"""

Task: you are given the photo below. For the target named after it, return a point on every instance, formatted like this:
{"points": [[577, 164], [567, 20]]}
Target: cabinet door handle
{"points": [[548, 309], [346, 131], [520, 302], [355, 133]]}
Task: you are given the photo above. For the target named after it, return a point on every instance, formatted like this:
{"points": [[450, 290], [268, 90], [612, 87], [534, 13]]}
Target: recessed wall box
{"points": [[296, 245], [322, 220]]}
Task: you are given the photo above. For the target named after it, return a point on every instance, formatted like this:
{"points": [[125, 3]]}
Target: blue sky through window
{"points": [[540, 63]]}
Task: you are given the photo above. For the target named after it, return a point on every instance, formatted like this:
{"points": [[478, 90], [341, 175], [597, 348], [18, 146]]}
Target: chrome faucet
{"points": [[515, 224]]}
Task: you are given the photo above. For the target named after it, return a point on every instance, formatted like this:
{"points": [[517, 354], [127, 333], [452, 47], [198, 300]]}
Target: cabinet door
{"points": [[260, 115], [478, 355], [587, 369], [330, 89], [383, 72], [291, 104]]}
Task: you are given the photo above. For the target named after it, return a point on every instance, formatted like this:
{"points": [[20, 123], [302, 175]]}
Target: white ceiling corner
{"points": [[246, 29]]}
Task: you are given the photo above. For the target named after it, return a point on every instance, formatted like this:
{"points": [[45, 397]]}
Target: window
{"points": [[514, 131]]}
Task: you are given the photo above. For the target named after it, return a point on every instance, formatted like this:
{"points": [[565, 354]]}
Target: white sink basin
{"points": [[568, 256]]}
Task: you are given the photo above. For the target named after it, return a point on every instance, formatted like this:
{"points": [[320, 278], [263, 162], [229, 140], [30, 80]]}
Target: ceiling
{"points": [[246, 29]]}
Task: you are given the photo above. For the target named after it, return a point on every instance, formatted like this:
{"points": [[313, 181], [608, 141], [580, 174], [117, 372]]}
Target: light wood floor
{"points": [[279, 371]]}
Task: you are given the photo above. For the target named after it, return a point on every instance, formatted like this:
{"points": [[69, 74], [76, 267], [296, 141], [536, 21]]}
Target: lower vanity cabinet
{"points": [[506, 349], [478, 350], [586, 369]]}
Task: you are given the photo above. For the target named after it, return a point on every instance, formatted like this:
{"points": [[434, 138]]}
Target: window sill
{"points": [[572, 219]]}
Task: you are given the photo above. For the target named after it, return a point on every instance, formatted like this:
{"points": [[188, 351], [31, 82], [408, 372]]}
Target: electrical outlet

"""

=== TASK TO COMPLETE ===
All the entries above need to be reproduced exactly.

=== EXERCISE OUTPUT ===
Task: you are given the photo below. For the target named after it, return a point on every instance, formatted like this:
{"points": [[577, 164], [567, 20]]}
Target: cabinet door handle
{"points": [[548, 309], [346, 131], [520, 302], [355, 133]]}
Task: you are given the photo above. For the target named after it, return a point on every instance, formatted like this:
{"points": [[450, 290], [268, 90], [612, 87], [534, 13]]}
Target: recessed wall box
{"points": [[296, 245], [322, 220]]}
Task: you are given the photo above. For the target named after it, return a point on every instance, formatted like this:
{"points": [[125, 3]]}
Target: blue sky through window
{"points": [[540, 63]]}
Task: you are given the photo above. For the target named after it, return a point on every instance, formatted like this:
{"points": [[478, 90], [341, 175], [597, 348], [18, 146]]}
Target: chrome faucet
{"points": [[515, 224]]}
Task: you are given the photo above. For the target named after it, return a point on every instance, formatted like this:
{"points": [[517, 354], [127, 333], [452, 47], [198, 300]]}
Target: cabinet door
{"points": [[260, 115], [478, 355], [587, 369], [330, 89], [383, 72], [291, 104]]}
Task: you are given the photo above. For the target named after it, return a point on every instance, formatted like this:
{"points": [[20, 123], [302, 175]]}
Target: white ceiling corner
{"points": [[246, 29]]}
Task: you are given the photo above. For the target named after it, return a point on every instance, formatted like this:
{"points": [[45, 397]]}
Target: window
{"points": [[514, 131]]}
Task: you are given the photo above. For the target named after it, return a point on every instance, formatted like this:
{"points": [[565, 354]]}
Target: white sink basin
{"points": [[568, 256]]}
Task: you are given the photo above. For the target named after it, return a point on every instance, formatted like this:
{"points": [[320, 278], [263, 162], [229, 140], [30, 80]]}
Target: ceiling
{"points": [[246, 29]]}
Task: you are given the photo above. For the target named after it, return a point on every instance, formatted like this:
{"points": [[313, 181], [608, 141], [580, 174], [117, 372]]}
Target: light wood floor
{"points": [[279, 371]]}
Task: you are given the photo above. For the target named after it, return a point on every instance, formatted like this:
{"points": [[69, 74], [76, 267], [296, 141], [536, 21]]}
Target: lower vanity cabinet
{"points": [[506, 349], [478, 350], [586, 369]]}
Task: you are given the photo above. For the target named after it, return a point on every instance, formatted like this:
{"points": [[434, 138]]}
Target: window sill
{"points": [[572, 219]]}
Task: you are given the photo above. For the target named after it, return a point on every instance, formatted like this:
{"points": [[188, 351], [31, 82], [408, 372]]}
Target: electrical outlet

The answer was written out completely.